* _The request_
Find every line in the items below that contains the string "background" and copy each of those lines.

--- Begin Raw data ---

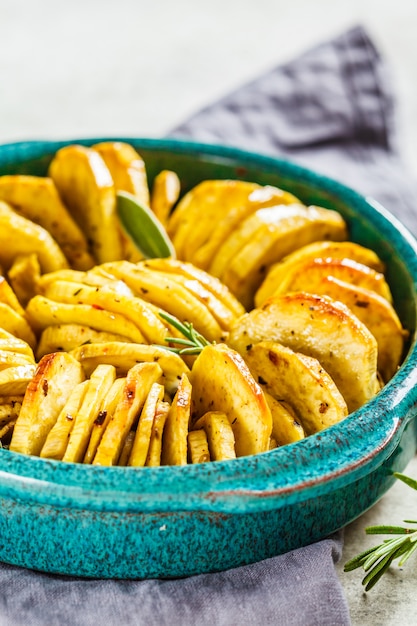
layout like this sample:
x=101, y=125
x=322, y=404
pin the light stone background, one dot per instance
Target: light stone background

--- End Raw data ---

* _Task answer_
pin the light stone background, one dot per instance
Target: light stone background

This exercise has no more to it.